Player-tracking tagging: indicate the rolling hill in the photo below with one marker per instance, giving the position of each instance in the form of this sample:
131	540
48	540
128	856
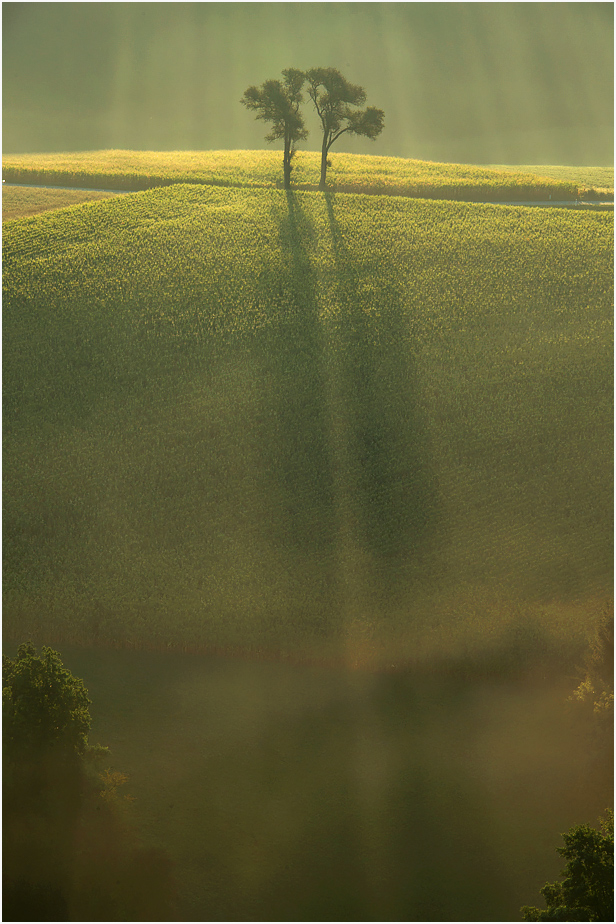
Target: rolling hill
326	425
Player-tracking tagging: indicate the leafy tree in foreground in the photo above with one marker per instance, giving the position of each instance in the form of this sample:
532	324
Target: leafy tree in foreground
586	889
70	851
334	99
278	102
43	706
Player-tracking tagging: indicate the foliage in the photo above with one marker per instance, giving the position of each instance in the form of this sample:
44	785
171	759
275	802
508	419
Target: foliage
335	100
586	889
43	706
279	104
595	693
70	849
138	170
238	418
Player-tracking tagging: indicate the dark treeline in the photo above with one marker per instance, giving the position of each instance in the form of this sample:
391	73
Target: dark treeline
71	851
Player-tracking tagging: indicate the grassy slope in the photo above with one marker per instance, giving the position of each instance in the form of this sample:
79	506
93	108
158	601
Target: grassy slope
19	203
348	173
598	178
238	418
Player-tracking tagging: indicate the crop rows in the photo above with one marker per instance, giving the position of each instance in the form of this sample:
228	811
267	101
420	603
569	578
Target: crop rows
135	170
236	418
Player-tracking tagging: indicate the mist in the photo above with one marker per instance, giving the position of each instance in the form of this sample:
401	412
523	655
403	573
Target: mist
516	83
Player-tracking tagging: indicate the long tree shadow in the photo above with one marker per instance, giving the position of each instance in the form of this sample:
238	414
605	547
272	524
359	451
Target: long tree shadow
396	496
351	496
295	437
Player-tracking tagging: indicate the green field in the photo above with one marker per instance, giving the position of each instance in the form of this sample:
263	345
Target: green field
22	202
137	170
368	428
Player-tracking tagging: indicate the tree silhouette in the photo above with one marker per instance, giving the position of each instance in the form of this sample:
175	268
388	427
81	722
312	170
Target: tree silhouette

* * * * * * *

Could you return all of the entries above exactly, without any images?

Player-tracking tagging: indicate the rolling hill in the photo below with one marker per instance, giving the position of each instance in the form of this sample:
131	540
48	540
128	856
Target: rolling hill
326	425
Player-tracking tagging: indicate the leafy tree in foreground in the photo above with one marker per instance, giving the position of each instance in the form of this sample:
532	324
Target: leafy tree in foreground
586	889
70	851
334	99
278	102
43	706
Player-tracking tagging: indicate the foliage in the photo above with one marker per instance, giving the position of each instance in the form of this sample:
44	785
171	759
275	802
508	419
Target: foliage
335	100
586	889
43	706
279	104
595	693
70	849
138	170
238	418
Player-tracking tagging: indicate the dark treeline in the photo above with one marker per instance, giving the position of each instance in the form of this sample:
391	73
Target: dark treeline
71	851
Player-tracking tagging: indicate the grassy slope in the photo above with one marker per instance, giving the position of each instance in the form of this sample:
79	506
93	108
158	601
Target: grassy slope
19	203
348	173
598	178
238	418
Player-tracking tagging: indicate the crop rows in the photo above with one marker per instance, giving the position of each instance in the form of this sample:
228	811
267	101
420	603
569	578
Target: crop rows
135	170
236	418
Player-tracking tagging: indicate the mist in the photo above with one marker per instance, giving the position of each instance in the form of this sample:
401	412
523	655
403	573
Target: mist
516	83
Player-tracking tagging: indicate the long tree shadow in the photo above with one marker per instance, giving the position of each instance in the form of this sample:
238	414
605	547
272	524
359	451
Target: long tree shadow
396	496
351	496
295	437
Player-tracking tagging: indicate the green field in the photo above with one marker per instance, giving the position of each instance in the form of this sample:
263	345
Target: green field
22	202
137	170
368	428
Player-tracking tagging: indicate the tree silhouette in the photo above with one marker per instance, giving the position of each instance in the form of this sample:
175	268
388	427
81	722
312	170
Target: tree silhouette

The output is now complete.